======== Reading passage

When you hear a roar on the mountain it doesn’t necessarily come from rutting deer – it might well be from legendary Porsche racing cars. As is the case on Salzburg’s mountain, the Gaisberg. As part of this year’s Gaisberg Race – which was once a round of the European Hill Climb Championships – Porsche celebrated its annual “Porsche Legends @” series, which was launched back in 2016. Joining in the fun were the era’s best European hill-climb racers including Rudi Lins and Eberhard Mahle, former motorsport director Helmut Pietsch, and the lightest hill-climb racing cars from the 1960s such as the Porsche 909, 910/8, 718 RS 60, 356 B 2000 GS Carrera GTL Abarth and 911 2.5 S.
The “Porsche Legends @” triumvirate: drivers, cars and location
“Porsche’s presence on the 1,288 metre-high Gaisberg is partly due to the fact that the first race was held there exactly 90 years ago – and it is precisely 50 years since the last one,” explains Alexander Klein, Head of Vehicle Management at the Porsche Museum. Back then, the race track was exactly 8.628 kilometres in length with a height gain of 672 metres, which really put both man and machine to the test. “What’s more, some of our most iconic cars competed on the Gaisberg,” Klein continues. “The ultralight Porsche 909 and Porsche 910 race cars were pitted against each other in the same race on just two occasions – at Mount Ventoux in France and on the Gaisberg. That’s reason enough to showcase Porsche’s hill-climb history here.” And it is quite an impressive history. The company’s works sports cars competed here for eleven years between 1958 and 1968, securing nine European titles. Porsche regularly scored at least one class victory between 1958 and 1977.
It was not only the 909, at that time the lightest Porsche ever built, and the 910/8, which was manufactured from extremely unconventional materials, that were fêted on the mountain – three other models enjoyed success too. “The Porsche 718 RS 60 made its debut in 1958 and set the benchmark on the mountain for six years. This model and its near-identical successors secured six European Championship victories,” explains Klein. The Porsche 356 B 2000 GS Carrera GTL Abarth enjoyed three European Championship class wins from 1961 to 1963. And the 911 2.5 S is representative of the long series of 911 victories at the European Hill Climb Championships – Eberhard Mahle took class victory in only the model’s second race. Between 1966 and 1982, the 911 and subsequent derivatives claimed a total of 15 European Hill Climb Championships.

================
======== Given information

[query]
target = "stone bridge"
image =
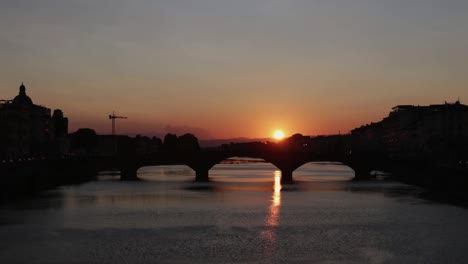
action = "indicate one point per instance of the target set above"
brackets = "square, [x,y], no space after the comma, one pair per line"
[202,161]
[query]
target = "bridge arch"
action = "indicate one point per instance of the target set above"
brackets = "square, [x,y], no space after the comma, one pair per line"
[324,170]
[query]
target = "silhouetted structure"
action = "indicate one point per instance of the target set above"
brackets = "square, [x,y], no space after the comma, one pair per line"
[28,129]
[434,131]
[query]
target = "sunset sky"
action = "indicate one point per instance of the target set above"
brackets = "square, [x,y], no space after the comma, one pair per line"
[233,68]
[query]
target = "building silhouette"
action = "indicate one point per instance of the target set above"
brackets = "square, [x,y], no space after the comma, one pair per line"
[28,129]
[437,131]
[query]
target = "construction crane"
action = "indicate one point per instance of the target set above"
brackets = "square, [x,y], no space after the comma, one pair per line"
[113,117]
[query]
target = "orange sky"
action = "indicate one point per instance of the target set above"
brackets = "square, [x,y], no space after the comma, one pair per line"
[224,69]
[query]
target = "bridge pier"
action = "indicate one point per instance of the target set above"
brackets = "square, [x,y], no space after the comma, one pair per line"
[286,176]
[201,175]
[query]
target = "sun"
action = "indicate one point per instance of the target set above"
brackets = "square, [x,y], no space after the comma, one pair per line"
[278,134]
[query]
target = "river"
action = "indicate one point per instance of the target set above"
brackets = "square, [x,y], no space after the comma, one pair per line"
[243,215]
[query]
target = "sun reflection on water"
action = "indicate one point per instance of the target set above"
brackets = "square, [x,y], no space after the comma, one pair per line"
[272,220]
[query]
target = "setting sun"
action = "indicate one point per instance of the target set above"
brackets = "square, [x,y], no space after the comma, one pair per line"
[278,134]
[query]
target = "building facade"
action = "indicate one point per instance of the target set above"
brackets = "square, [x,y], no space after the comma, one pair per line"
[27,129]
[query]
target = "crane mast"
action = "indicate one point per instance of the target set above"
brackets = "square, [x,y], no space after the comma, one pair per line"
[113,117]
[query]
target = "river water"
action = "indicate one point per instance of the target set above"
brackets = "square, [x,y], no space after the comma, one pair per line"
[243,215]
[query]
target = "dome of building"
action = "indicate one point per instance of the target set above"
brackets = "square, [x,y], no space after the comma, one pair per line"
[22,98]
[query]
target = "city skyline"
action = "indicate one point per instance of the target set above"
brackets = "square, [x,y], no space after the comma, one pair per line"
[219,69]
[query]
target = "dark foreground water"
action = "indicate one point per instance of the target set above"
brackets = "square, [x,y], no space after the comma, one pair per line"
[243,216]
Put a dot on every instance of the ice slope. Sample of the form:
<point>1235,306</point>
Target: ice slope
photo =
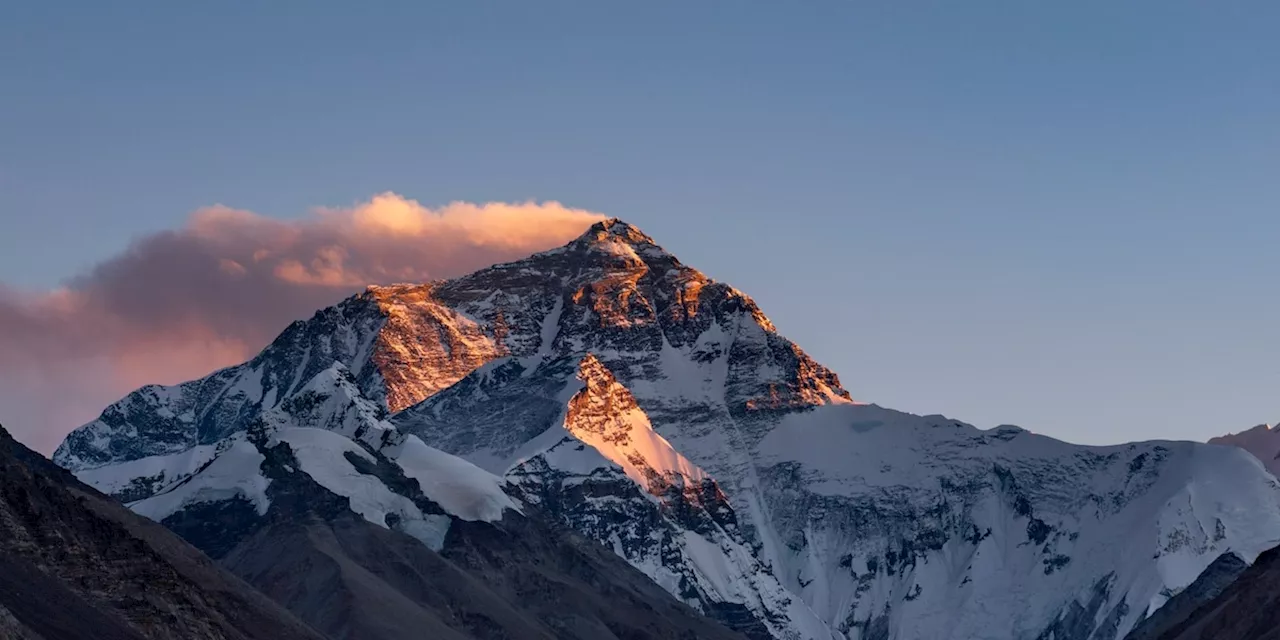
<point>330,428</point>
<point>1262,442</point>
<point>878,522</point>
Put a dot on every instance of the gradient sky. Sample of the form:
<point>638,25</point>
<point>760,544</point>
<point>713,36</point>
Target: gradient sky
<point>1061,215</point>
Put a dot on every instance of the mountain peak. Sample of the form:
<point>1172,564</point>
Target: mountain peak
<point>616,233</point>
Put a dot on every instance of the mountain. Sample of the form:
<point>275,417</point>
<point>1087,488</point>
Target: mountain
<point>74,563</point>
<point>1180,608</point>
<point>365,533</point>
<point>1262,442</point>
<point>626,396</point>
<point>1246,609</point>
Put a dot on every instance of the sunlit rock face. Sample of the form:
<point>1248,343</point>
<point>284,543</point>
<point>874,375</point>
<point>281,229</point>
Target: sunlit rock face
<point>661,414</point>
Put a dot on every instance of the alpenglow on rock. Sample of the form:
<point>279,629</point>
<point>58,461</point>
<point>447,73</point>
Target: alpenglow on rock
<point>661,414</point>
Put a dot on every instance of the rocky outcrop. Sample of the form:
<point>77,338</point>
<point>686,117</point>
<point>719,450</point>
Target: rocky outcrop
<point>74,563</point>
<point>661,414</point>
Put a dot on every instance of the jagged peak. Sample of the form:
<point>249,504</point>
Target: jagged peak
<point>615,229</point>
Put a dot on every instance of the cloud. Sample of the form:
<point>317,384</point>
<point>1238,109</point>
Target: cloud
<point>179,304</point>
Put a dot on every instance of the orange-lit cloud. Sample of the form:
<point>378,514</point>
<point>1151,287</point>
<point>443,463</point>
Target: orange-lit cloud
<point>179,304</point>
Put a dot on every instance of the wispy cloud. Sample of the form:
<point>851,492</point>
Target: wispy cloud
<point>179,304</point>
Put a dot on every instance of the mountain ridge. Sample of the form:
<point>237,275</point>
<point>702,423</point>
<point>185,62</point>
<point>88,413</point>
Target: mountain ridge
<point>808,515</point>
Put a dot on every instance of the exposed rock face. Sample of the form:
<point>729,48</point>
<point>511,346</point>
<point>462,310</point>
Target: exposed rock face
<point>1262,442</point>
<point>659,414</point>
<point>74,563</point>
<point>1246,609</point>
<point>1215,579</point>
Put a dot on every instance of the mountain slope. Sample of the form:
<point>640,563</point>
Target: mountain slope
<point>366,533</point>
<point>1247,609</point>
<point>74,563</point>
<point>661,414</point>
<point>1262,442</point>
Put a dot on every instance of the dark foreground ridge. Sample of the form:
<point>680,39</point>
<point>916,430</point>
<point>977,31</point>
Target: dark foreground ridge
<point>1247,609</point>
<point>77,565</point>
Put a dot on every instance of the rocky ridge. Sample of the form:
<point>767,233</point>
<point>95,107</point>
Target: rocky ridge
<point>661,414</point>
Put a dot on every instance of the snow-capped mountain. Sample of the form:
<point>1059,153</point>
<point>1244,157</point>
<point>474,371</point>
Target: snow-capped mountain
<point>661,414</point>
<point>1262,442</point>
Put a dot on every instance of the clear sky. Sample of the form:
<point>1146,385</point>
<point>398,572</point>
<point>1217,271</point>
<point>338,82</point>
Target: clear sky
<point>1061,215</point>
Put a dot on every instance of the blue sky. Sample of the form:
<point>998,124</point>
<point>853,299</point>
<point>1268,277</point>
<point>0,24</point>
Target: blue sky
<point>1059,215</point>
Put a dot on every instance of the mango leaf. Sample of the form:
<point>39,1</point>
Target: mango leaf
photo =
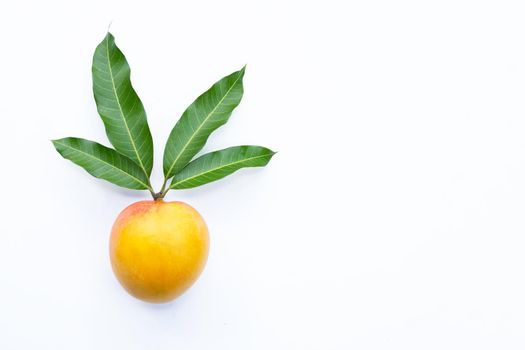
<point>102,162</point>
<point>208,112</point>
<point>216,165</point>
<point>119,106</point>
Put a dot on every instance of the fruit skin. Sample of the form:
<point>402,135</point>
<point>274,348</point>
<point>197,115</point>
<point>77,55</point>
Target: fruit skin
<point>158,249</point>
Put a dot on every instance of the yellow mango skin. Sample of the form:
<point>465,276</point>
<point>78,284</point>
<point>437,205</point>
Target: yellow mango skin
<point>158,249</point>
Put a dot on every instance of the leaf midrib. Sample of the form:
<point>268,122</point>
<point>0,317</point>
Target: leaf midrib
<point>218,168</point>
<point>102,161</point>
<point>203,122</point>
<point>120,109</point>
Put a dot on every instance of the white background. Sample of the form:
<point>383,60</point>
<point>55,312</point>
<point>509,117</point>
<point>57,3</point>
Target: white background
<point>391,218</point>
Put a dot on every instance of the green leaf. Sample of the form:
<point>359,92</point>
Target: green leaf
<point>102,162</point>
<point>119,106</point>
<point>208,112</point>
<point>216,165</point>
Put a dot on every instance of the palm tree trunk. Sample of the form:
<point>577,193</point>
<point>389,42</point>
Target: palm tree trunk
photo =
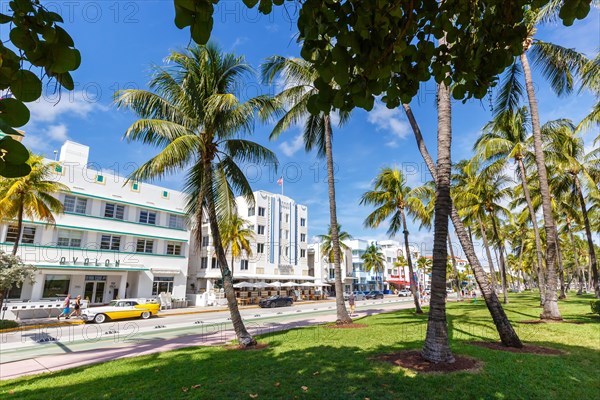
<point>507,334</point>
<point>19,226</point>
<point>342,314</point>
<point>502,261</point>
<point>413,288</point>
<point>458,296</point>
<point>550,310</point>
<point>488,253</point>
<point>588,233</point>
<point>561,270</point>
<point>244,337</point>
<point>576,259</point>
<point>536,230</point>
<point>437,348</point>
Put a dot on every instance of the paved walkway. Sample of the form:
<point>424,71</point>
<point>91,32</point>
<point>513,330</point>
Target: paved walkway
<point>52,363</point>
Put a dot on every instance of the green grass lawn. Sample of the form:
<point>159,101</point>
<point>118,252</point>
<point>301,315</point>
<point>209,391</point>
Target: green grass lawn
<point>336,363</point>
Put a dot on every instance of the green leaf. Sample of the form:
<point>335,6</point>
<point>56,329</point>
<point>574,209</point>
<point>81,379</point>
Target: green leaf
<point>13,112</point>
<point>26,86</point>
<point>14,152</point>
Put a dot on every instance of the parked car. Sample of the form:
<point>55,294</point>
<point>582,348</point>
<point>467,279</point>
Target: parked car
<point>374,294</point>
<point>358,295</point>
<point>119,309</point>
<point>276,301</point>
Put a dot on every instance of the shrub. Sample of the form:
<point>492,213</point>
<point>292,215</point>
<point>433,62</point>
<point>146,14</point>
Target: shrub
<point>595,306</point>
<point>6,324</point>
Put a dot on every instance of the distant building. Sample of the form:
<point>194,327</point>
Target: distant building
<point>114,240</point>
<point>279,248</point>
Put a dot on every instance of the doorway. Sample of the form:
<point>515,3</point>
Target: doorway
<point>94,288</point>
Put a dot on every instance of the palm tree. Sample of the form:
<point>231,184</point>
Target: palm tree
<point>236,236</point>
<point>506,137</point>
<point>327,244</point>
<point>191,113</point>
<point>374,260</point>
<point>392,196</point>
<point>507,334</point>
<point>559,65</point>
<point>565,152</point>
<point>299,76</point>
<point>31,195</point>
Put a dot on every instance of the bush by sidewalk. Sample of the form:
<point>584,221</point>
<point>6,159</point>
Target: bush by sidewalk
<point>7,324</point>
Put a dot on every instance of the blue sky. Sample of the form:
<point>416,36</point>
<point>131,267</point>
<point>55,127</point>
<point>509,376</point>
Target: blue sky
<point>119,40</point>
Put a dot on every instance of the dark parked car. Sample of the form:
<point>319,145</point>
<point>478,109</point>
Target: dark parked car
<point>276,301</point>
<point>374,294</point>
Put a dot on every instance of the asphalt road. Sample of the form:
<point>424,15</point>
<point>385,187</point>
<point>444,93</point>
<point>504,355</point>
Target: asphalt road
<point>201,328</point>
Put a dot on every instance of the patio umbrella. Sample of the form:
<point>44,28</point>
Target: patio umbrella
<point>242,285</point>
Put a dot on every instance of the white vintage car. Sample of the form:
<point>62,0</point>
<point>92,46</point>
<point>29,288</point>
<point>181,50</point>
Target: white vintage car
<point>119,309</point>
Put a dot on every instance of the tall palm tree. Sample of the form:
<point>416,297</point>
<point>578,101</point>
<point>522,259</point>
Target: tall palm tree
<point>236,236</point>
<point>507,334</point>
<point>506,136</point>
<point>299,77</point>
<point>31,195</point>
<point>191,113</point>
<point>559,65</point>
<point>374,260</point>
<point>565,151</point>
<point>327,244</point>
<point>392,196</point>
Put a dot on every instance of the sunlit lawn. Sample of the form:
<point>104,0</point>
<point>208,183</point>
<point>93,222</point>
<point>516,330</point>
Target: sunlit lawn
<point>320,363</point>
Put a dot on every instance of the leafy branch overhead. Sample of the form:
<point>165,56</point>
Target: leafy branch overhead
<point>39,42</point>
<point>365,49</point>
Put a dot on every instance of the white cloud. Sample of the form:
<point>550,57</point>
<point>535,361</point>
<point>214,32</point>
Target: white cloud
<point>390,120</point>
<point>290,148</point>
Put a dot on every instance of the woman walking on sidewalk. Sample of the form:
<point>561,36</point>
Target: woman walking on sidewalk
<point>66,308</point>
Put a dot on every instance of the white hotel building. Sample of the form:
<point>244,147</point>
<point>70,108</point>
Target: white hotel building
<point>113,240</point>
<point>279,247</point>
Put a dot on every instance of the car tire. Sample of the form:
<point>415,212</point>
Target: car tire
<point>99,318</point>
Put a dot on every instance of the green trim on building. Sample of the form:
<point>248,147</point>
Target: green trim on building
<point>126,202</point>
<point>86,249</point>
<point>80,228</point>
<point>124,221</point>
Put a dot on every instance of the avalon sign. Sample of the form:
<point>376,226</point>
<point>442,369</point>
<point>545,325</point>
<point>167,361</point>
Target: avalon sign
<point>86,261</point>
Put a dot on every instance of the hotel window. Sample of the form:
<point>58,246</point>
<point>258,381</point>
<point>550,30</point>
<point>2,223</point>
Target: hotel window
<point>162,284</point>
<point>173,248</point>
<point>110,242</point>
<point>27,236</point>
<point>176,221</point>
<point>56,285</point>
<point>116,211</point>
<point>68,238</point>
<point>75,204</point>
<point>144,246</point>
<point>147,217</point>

================

Challenge A: Retype the part of the Porsche hill-climb article between "When you hear" and "and 911 2.5 S.", inclusive.
Challenge B: According to the Porsche hill-climb article, how many European Hill Climb Championships did the 911 and its derivatives claim between 1966 and 1982?
Challenge C: Write what comes next in the Porsche hill-climb article, starting after its last sentence.

Exercise response A:
When you hear a roar on the mountain it doesn’t necessarily come from rutting deer – it might well be from legendary Porsche racing cars. As is the case on Salzburg’s mountain, the Gaisberg. As part of this year’s Gaisberg Race – which was once a round of the European Hill Climb Championships – Porsche celebrated its annual “Porsche Legends @” series, which was launched back in 2016. Joining in the fun were the era’s best European hill-climb racers including Rudi Lins and Eberhard Mahle, former motorsport director Helmut Pietsch, and the lightest hill-climb racing cars from the 1960s such as the Porsche 909, 910/8, 718 RS 60, 356 B 2000 GS Carrera GTL Abarth and 911 2.5 S.

Exercise response B: A total of 15.

Exercise response C:
The protagonists of the time reminisce
Helmut Pietsch, a former Head of Engine Technology in the Customer Sports Department in Plant 1 and the on-site engineer in the 1960s recalls: “Our job was to keep an eye on the weather, use the correct gear set in each race and run the carburettor as close to the middle as possible. Because the higher the race climbed, the richer the engines ran.” Ultimately, each car was set up for the individual driver. “For instance, Gerhard Mitter was a real technician whose sensitivity enabled him to tune his car perfectly. Mitter analysed every detail and solved any problems.” His son Gerhard Mitter Jr. confirms this: “My father – European Hill Climb Champion between 1966 and 1968 – was able to focus all his energy and concentration when required. He was a very precise driver, very disciplined, and he loved his racing. But he too could not allow himself to make a single mistake, from the first tenth of a second to the last.” And that wasn’t easy, because you basically started with cold brakes and tyres.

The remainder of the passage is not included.